--- start SOURCE TEXT ---
Blue Highways: Part 5, Chapter 11


Photo of Lassen Peak from Viola, California by Marcel Marchon (lazytom) at Flickr. Click on photo to go to Marchon's photostream.

Viola, California

When the realization of a goal doesn't quite live up to expectations, it can certainly be a letdown.

LHM, tired from being on the road and just wanting to find a place to settle down, has his hopes set on Viola.  After all, the map says that there is a town there.  Certainly there has to be a motel or a campground or someplace where he can park, get a bite to eat, and go to sleep for the night.  He is traversing on back roads, and in the darkness he's worried he won't make it through.  He even mentions Sasquatch as a fear lurking out there somewhere in the blackness.

I can relate to the Sasquatch fear.  Back in my youth, when my family used to go out to a piece of property we own in the Northern California wilderness to camp for weekends, at night after the generator ran out of gas, the forest would be strangely quiet for just a moment after the loud motor shut off, and then a cacophany of crickets and other insects would break out, as if they had only been waiting for the generator to stop so that they could get their voices in.  Sometime in the night, occasionally the crickets would go quiet for some moments, and in my imagination, something large lurking about in the darkness was to blame.  I imagined Sasquatch, or Bigfoot as I knew him from TV and various reading materials, was watching me in my sleeping bag out there, waiting for an opportune moment to grab me.  It didn't even have to be night for me to be scared.  In the dusk, when the trees went from green to gray, I often imagined seeing a large figure moving about just beyond my vision.  Even in the daytime, a glimpse of something out of the corner of my eye in the woods might set my heart to pounding.  Secretly, I hope that one day they discover that Sasquatch exists, so that I can say that I had a reason all those years to be afraid.

Along with his fear, when LHM finds Viola, his expectations don't match up to reality, and then he gets angry and frustrated.  Why did they put the goddamn place on the map if it doesn't have a "gas station, cafe, water tower, and stoplight"?  How I've been in that place.  Every one of us has faced times where our expectations exceeded the reality.  As a kid, I ordered the x-ray glasses that would allow me to see through walls, and more importantly, through girls' clothes.  How disappointed was I!  I still have an expectation that there will be flying cars before I die, but I'm not holding my breath.  I've been to restaurants that have been hyped, and gone away feeling cheated.  I've seen movies and productions where I was truly excited (think of Star Wars Episode I: The Phantom Menace) and afterward verbalized "what the hell was that?"

It's worse when people don't match up to the expectations you have of them.  You meet someone, and in that initial encounter they seem interesting, witty and fun, and then, either quickly or slowly, they are revealed to be at best boring, at worst people who have problems or people who are downright malicious and cruel.  If you get pulled into such relationships, it's hard to get out of them especially after you've invested emotionally.
--- end SOURCE TEXT ---
◆ **WHAT THIS TASK INVOLVES**: Reproduce the Blue Highways post word for word, from "Blue Highways: Part" to "in the blackness.". The data after this has nothing to do with the work.
--- start DATASET EXCERPT ---
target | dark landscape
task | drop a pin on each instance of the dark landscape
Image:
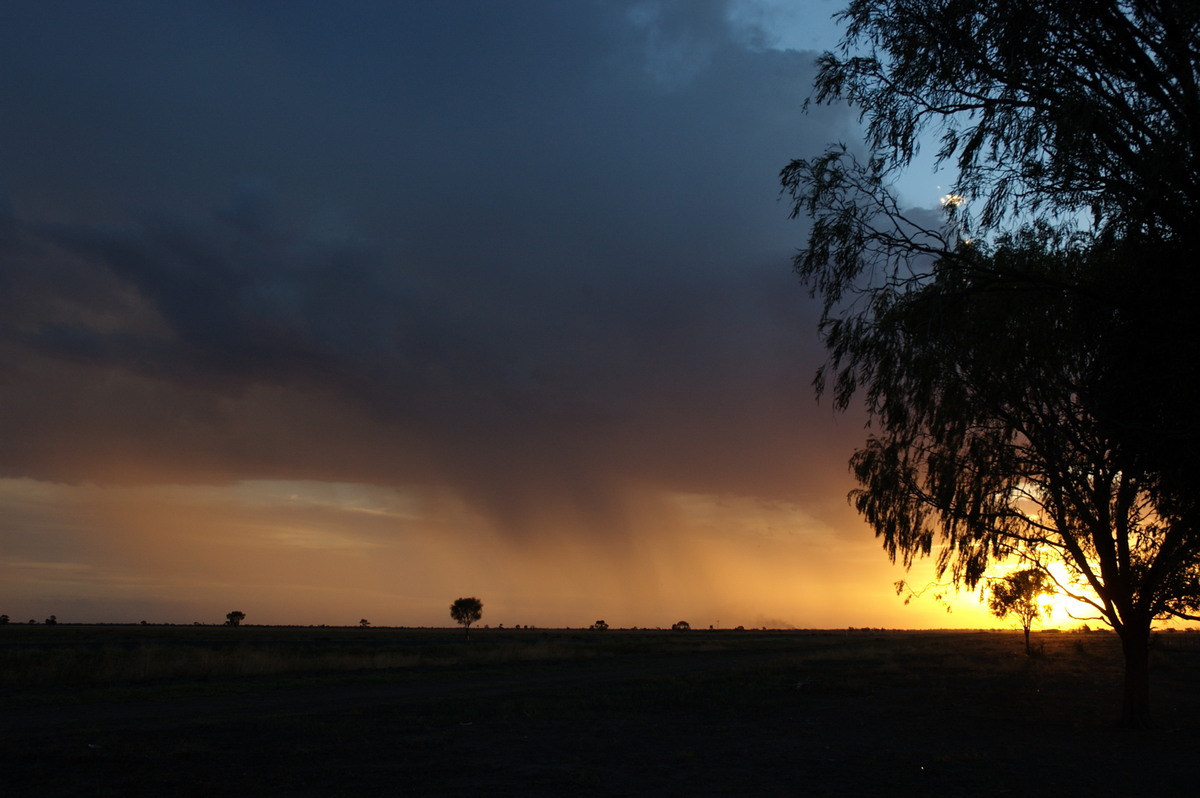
(118, 711)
--- end DATASET EXCERPT ---
◆ **TASK SOLUTION**:
Blue Highways: Part 5, Chapter 11


Photo of Lassen Peak from Viola, California by Marcel Marchon (lazytom) at Flickr. Click on photo to go to Marchon's photostream.

Viola, California

When the realization of a goal doesn't quite live up to expectations, it can certainly be a letdown.

LHM, tired from being on the road and just wanting to find a place to settle down, has his hopes set on Viola.  After all, the map says that there is a town there.  Certainly there has to be a motel or a campground or someplace where he can park, get a bite to eat, and go to sleep for the night.  He is traversing on back roads, and in the darkness he's worried he won't make it through.  He even mentions Sasquatch as a fear lurking out there somewhere in the blackness.